▶ PROBLEM STATEMENT:
Output exactly the lines between the line that contains "Pick out the fallen" and the last line of the material, counting both.

Raw records:
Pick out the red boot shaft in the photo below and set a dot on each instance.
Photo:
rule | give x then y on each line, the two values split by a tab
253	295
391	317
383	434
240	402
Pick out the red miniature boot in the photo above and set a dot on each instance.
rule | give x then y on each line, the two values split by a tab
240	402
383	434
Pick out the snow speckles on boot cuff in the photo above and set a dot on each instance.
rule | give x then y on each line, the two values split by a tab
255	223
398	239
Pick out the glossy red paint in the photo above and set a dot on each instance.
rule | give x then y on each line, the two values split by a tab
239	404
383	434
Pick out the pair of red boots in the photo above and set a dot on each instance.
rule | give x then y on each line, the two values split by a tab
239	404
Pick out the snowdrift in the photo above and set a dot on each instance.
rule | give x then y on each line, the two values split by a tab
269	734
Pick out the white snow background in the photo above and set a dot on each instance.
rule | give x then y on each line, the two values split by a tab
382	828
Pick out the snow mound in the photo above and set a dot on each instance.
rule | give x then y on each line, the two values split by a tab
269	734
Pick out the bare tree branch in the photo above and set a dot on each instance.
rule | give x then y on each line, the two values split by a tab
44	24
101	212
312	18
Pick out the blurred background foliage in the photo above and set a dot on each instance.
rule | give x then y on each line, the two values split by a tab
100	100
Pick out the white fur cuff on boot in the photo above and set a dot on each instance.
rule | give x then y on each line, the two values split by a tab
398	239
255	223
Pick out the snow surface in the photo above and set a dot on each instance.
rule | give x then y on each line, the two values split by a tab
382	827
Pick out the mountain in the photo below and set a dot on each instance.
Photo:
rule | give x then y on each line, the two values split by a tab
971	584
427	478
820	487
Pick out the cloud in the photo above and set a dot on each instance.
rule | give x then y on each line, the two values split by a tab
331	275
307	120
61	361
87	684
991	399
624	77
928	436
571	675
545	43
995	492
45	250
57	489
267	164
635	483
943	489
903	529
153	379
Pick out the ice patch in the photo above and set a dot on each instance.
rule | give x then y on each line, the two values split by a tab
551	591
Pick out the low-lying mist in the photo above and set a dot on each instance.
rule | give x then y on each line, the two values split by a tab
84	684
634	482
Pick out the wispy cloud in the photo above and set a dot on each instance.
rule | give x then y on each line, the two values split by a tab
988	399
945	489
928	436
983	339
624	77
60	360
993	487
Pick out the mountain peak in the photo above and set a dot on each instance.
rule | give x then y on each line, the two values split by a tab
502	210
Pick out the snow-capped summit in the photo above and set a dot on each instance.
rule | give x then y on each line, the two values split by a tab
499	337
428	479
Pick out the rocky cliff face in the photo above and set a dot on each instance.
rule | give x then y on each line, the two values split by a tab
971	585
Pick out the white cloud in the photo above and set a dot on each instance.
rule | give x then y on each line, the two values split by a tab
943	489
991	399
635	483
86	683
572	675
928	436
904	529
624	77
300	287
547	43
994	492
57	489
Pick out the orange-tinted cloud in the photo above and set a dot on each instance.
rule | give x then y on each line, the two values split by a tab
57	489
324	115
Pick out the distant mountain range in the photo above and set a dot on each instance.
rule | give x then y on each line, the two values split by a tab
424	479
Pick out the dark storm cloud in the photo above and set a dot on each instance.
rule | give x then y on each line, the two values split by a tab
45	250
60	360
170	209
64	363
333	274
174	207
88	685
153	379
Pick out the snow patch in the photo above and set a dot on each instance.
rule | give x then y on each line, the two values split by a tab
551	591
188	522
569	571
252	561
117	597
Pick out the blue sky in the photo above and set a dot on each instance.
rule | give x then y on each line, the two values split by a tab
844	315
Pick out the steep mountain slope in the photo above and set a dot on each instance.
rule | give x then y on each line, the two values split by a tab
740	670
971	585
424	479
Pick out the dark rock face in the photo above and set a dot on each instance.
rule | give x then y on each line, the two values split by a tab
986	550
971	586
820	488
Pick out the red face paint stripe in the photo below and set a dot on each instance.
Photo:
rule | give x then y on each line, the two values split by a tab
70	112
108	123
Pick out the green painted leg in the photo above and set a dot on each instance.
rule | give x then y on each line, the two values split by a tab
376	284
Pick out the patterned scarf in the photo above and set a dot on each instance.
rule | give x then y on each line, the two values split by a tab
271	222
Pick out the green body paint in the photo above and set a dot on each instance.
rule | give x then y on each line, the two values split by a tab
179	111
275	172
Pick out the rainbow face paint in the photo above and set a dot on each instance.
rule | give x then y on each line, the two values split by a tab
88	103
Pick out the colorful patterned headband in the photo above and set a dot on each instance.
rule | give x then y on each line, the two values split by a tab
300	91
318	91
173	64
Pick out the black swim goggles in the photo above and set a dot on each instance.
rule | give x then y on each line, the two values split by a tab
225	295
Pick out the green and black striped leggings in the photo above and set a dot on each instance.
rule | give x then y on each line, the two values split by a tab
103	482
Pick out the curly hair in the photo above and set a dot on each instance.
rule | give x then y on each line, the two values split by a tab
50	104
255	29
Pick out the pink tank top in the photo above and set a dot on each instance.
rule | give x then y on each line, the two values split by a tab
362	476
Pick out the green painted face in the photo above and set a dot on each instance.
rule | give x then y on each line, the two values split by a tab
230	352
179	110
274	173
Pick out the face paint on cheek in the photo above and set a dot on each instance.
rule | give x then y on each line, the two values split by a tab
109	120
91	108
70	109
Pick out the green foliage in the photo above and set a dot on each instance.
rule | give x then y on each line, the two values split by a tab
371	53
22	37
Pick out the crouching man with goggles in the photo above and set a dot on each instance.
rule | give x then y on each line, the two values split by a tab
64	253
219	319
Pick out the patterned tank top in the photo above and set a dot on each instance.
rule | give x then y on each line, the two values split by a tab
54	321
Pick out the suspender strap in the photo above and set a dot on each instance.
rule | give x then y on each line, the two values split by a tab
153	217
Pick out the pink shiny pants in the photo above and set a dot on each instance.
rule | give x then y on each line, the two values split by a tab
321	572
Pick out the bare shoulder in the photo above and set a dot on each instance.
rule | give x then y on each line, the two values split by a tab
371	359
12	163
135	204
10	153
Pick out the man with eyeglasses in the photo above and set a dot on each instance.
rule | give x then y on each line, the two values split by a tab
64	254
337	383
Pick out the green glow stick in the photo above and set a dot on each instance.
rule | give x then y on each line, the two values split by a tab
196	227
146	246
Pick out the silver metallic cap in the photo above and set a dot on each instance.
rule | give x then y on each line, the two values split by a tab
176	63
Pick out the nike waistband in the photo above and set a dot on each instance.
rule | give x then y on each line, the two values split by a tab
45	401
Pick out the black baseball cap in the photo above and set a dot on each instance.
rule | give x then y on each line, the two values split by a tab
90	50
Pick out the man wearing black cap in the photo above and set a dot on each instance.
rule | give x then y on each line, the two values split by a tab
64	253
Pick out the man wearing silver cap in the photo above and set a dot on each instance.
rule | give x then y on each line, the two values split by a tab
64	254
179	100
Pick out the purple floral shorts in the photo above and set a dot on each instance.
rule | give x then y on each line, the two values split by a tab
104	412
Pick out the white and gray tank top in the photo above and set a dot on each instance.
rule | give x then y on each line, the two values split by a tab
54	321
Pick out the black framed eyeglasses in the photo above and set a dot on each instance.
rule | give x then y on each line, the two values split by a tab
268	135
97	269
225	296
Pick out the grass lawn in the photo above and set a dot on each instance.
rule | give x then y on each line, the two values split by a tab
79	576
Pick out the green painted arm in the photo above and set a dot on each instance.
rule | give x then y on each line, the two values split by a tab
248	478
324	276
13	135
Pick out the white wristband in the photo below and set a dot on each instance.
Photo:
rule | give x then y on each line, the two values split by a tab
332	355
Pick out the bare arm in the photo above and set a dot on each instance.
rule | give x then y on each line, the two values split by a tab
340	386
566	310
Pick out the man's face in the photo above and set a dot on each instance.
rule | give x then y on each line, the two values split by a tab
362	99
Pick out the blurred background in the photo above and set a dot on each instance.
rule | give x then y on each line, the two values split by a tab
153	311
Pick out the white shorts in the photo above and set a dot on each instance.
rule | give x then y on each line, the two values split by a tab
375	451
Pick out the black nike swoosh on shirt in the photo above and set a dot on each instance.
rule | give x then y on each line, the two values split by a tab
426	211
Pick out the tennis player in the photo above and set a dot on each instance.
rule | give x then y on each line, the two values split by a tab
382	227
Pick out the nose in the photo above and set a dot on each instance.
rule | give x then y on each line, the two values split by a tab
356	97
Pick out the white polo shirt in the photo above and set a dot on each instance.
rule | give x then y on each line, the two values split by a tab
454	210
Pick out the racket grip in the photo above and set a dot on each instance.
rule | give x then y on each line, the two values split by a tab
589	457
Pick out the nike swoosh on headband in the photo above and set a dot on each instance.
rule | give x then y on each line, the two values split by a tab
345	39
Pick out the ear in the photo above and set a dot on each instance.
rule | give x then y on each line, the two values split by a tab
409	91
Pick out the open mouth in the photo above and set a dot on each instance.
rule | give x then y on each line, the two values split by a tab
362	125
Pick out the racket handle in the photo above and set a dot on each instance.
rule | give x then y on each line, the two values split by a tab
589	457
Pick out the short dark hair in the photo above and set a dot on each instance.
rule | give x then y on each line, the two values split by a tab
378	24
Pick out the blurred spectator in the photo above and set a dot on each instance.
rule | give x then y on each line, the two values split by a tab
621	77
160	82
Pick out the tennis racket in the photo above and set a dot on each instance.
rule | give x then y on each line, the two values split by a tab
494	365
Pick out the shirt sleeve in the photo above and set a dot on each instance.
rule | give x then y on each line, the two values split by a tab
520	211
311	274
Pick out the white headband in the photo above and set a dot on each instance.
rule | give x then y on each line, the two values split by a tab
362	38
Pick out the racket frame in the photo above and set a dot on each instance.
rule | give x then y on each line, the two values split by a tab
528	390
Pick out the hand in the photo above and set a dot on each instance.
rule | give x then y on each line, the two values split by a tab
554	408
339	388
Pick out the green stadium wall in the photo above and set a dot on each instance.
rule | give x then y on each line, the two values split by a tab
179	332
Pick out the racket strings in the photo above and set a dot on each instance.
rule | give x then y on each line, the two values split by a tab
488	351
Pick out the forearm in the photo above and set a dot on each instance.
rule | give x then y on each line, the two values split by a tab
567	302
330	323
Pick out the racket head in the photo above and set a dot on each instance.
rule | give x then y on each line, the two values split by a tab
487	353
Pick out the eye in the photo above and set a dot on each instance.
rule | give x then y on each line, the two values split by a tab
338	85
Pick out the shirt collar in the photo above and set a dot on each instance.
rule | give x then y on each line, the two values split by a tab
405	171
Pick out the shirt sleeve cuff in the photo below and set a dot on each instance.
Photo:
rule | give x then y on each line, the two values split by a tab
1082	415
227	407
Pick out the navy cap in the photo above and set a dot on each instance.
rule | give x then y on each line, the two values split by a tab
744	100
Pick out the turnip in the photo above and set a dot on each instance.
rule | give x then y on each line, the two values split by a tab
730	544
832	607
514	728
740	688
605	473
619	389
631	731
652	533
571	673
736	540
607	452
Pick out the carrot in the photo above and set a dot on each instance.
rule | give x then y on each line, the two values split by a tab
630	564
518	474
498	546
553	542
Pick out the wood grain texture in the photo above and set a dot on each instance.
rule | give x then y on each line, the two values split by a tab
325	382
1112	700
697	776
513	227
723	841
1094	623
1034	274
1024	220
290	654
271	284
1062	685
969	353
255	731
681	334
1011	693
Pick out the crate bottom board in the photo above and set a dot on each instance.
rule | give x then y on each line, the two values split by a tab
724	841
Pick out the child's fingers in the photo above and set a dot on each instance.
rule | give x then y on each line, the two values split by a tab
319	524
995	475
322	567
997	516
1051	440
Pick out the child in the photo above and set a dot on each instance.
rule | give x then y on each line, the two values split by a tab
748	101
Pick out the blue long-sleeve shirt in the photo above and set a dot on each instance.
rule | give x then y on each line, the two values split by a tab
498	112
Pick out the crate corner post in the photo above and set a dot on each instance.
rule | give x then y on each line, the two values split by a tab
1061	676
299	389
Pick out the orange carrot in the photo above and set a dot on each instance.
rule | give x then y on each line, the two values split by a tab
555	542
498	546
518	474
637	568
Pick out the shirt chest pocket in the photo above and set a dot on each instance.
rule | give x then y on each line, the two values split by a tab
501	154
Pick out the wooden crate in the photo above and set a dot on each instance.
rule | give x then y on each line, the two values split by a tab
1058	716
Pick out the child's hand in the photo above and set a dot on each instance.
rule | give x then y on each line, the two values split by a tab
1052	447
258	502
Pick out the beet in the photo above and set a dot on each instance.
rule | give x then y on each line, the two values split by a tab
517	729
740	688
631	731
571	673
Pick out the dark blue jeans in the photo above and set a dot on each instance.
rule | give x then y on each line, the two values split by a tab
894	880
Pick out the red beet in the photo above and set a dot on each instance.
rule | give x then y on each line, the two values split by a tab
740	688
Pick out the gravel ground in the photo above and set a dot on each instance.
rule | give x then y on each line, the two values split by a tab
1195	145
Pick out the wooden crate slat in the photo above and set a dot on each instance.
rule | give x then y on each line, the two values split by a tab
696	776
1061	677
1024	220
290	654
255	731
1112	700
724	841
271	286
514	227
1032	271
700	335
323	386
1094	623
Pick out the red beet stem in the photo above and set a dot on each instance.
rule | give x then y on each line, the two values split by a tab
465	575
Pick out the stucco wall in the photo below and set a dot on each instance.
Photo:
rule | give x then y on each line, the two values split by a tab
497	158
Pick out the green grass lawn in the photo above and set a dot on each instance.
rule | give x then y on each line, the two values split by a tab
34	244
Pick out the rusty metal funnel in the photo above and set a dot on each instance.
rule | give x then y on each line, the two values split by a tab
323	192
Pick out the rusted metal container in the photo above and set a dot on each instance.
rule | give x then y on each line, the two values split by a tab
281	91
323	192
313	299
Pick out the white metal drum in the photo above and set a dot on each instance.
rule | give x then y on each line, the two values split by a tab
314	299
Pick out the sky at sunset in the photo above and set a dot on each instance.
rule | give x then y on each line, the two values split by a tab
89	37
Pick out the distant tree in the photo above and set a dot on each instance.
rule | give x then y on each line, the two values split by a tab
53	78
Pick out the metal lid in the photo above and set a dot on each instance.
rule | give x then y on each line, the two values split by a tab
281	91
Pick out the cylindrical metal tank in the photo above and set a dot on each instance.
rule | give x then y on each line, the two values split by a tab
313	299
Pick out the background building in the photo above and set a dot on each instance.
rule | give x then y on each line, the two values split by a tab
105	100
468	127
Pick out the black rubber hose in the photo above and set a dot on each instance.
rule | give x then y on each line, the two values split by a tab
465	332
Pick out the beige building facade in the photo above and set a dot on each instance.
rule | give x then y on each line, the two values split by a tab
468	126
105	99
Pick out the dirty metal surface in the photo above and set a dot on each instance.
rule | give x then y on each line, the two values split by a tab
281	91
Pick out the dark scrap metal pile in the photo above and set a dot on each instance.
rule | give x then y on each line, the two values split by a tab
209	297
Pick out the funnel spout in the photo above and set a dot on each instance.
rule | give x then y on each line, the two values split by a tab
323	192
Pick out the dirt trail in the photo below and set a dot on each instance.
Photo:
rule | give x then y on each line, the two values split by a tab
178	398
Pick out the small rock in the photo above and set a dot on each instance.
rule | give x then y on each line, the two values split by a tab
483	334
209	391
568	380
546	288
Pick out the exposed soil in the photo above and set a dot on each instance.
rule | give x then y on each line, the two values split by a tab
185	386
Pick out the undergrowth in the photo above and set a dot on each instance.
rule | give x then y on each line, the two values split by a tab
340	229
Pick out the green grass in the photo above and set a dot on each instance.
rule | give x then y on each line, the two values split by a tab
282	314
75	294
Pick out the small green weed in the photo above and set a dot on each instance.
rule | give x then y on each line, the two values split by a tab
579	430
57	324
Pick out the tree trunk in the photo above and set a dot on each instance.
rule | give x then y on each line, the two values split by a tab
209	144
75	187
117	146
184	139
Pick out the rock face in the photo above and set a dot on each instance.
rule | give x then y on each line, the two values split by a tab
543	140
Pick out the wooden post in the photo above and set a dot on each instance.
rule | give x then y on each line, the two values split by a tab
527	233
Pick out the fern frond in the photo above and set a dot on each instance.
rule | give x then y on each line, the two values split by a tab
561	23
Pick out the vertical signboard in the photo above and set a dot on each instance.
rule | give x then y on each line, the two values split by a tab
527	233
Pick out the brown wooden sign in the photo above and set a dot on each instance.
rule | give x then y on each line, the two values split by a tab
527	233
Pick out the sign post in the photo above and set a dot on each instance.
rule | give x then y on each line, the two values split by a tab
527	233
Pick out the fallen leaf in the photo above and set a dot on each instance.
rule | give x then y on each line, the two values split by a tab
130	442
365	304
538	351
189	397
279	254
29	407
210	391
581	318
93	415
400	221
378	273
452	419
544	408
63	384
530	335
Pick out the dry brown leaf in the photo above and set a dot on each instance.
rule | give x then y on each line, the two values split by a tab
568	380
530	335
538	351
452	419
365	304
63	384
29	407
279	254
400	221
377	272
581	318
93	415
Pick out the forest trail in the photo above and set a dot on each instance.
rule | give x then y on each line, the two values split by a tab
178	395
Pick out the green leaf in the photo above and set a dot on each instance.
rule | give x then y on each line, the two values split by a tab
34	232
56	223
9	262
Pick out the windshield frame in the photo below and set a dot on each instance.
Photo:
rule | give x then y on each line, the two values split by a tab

▶ RESPONSE TO THIS TASK:
Pick out the fallen leaf in the photo above and set a dot on each instance.
rule | give x then y on each line, the two values split by a tab
130	442
365	304
538	351
189	397
279	254
29	407
210	391
581	318
93	415
400	221
378	273
452	419
544	408
63	384
530	335
Pick out the dry brown leaf in the photo above and set a dot on each instance.
rule | give x then y on each line, the two values split by a tab
568	380
530	335
538	351
452	419
365	304
63	384
29	407
279	254
400	221
377	272
581	318
93	415
Pick out the forest trail in the photo above and set a dot on each instance.
rule | give x then y on each line, the two values split by a tab
178	395
Pick out the green leaf in the photo above and set a dot on each instance.
rule | give x then y on each line, the two values split by a tab
34	232
56	223
9	262
Pick out the windshield frame in the photo below and set a dot on each instance.
Photo:
rule | give x then y on each line, the two values split by a tab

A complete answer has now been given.